═════ Entries supplied

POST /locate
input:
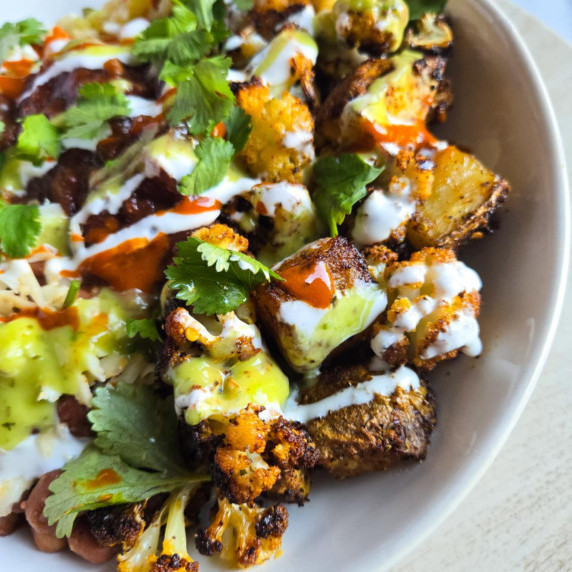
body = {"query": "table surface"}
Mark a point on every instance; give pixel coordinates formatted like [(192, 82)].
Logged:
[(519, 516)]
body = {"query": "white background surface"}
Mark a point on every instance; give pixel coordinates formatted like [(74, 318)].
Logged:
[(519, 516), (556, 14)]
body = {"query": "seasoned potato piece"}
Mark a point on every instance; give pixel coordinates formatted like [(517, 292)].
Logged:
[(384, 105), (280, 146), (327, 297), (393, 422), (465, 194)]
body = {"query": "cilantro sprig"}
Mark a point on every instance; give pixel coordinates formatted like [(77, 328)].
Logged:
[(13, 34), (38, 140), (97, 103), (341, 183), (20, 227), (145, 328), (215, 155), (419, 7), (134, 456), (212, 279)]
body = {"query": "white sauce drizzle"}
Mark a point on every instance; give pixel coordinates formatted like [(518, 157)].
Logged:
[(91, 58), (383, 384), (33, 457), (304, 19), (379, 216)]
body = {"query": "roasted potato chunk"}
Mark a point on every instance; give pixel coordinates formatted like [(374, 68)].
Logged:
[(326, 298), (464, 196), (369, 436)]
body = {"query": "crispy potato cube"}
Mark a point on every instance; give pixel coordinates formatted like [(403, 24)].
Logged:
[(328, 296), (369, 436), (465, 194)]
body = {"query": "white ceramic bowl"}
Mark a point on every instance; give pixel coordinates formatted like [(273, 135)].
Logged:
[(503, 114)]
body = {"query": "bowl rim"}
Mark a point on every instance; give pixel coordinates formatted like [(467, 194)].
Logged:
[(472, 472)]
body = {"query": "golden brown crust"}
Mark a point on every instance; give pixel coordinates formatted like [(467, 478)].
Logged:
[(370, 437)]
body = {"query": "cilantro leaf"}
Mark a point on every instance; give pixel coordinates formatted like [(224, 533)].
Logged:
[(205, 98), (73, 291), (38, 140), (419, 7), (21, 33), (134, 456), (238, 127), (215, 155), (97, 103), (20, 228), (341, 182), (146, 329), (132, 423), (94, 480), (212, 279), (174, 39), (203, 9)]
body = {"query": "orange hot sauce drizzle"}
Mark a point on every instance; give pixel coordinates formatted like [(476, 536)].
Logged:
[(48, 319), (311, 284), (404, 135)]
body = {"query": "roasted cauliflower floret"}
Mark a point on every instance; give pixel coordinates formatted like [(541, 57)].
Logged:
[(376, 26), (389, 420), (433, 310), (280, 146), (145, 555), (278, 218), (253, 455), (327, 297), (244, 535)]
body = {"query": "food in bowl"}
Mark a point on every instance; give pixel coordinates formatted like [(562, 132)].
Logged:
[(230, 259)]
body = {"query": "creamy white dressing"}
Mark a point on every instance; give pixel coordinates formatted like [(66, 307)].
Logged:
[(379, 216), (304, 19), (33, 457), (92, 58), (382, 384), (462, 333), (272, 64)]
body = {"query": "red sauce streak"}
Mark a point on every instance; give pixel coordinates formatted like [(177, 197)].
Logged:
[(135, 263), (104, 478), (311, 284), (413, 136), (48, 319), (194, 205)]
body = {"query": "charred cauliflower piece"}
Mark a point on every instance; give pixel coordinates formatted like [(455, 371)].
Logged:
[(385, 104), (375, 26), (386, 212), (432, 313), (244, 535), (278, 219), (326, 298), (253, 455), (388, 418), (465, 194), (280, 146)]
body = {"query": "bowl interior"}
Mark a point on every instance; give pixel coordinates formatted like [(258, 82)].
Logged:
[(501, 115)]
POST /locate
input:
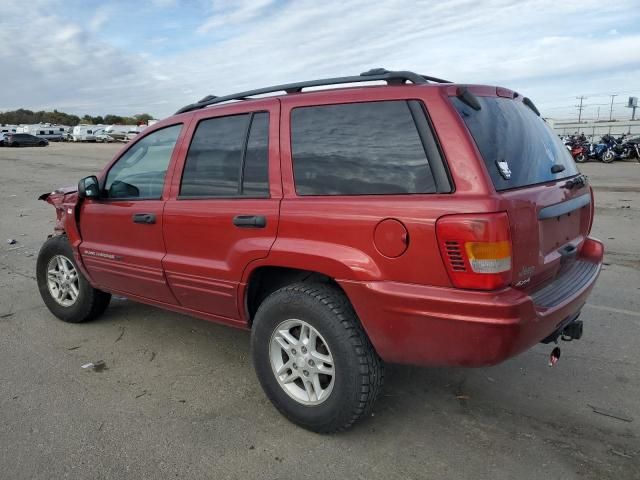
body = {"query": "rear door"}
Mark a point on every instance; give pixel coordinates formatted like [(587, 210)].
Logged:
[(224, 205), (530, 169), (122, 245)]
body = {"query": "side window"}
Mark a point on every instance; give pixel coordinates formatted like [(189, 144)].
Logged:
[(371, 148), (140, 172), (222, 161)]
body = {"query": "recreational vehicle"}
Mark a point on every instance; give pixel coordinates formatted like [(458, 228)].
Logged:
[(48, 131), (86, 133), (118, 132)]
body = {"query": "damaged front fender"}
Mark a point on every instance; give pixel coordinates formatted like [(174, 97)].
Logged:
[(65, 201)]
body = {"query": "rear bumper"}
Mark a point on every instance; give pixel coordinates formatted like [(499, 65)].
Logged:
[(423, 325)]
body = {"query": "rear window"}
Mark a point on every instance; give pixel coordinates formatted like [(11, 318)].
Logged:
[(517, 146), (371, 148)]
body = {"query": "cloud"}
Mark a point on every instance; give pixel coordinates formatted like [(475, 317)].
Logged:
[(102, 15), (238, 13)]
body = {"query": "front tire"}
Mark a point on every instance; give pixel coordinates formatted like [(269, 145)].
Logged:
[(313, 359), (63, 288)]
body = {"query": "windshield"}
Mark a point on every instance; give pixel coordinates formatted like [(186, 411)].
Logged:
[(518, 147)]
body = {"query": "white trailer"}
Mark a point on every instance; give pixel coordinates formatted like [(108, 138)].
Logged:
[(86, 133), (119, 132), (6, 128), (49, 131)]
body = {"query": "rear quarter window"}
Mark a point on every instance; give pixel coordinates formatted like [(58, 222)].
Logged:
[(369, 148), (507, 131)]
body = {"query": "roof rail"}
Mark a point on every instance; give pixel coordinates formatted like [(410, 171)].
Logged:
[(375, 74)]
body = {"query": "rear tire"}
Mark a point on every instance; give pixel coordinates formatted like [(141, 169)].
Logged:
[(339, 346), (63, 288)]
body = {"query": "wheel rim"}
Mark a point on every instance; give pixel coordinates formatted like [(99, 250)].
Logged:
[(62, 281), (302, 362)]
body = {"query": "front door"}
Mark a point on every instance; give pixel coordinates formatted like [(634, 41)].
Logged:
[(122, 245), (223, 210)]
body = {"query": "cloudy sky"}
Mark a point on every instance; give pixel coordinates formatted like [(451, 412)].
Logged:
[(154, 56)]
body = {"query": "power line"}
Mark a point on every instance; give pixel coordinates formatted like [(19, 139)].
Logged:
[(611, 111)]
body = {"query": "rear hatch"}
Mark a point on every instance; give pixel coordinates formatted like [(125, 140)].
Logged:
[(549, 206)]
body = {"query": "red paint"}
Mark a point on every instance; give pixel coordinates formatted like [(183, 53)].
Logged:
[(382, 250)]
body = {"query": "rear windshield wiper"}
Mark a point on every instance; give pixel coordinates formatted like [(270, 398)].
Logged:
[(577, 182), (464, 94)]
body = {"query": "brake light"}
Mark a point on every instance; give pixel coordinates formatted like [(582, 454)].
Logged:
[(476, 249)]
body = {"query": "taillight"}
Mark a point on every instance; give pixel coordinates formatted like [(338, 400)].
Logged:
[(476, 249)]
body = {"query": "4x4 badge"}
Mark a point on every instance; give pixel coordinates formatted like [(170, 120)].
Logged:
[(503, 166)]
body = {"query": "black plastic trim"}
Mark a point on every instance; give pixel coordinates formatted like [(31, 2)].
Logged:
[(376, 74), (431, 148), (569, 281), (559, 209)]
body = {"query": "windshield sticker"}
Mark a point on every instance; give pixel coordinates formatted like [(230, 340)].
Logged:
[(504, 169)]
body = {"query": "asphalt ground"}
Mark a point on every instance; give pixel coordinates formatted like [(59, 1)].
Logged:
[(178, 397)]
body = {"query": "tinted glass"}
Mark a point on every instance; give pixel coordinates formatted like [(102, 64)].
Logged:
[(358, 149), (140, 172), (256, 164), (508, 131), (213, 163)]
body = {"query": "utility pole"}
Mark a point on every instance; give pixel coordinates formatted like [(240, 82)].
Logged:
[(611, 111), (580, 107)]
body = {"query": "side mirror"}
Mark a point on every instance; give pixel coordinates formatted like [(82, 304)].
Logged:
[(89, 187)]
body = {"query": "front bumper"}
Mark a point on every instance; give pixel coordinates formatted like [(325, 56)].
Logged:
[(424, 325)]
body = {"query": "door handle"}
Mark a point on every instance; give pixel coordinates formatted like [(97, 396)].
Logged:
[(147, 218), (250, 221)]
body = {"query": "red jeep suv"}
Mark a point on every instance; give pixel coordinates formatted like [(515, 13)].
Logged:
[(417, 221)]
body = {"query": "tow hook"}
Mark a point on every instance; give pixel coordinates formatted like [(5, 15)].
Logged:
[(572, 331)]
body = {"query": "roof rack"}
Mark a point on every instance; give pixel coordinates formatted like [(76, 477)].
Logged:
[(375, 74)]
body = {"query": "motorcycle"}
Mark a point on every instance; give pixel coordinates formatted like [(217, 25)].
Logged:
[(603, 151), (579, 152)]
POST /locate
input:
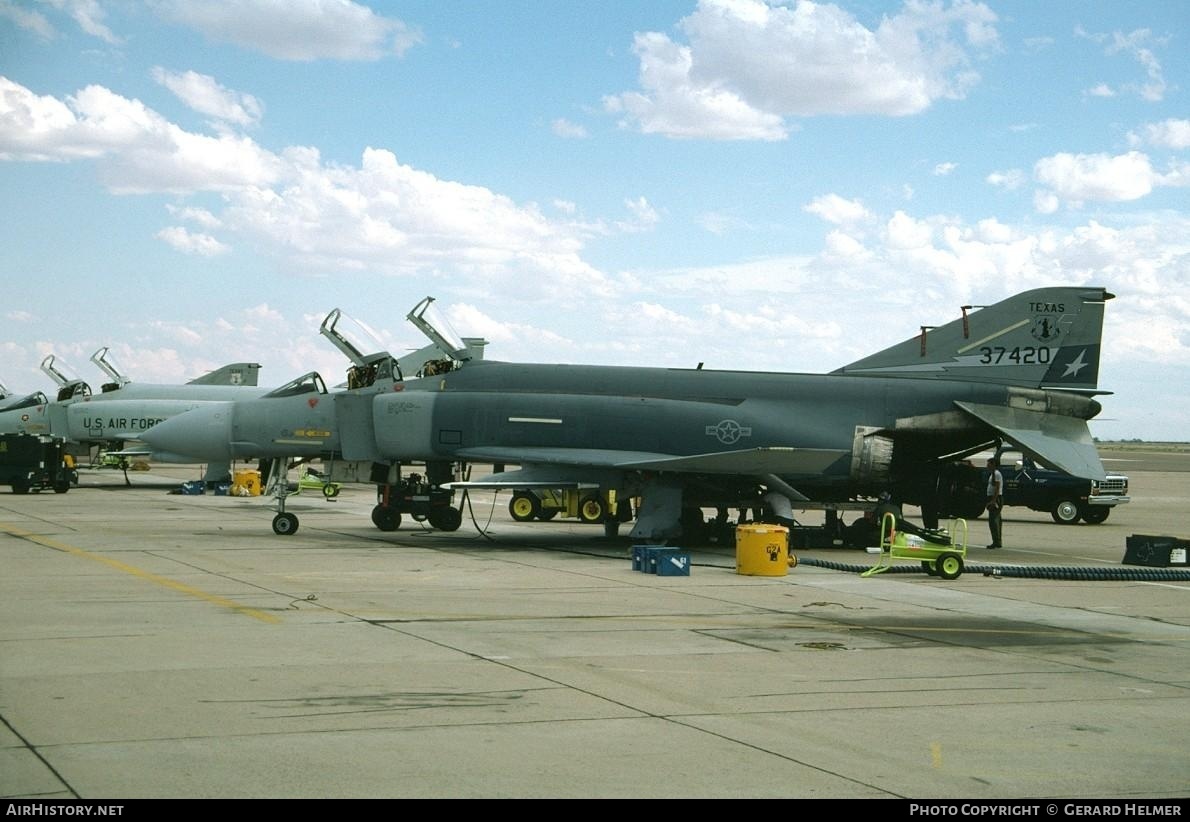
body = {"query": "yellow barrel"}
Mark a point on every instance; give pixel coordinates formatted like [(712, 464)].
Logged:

══════════

→ Task prompt:
Count the lines in the records above that contain the string "white". Reply with the number only.

→ Answer to the problem:
5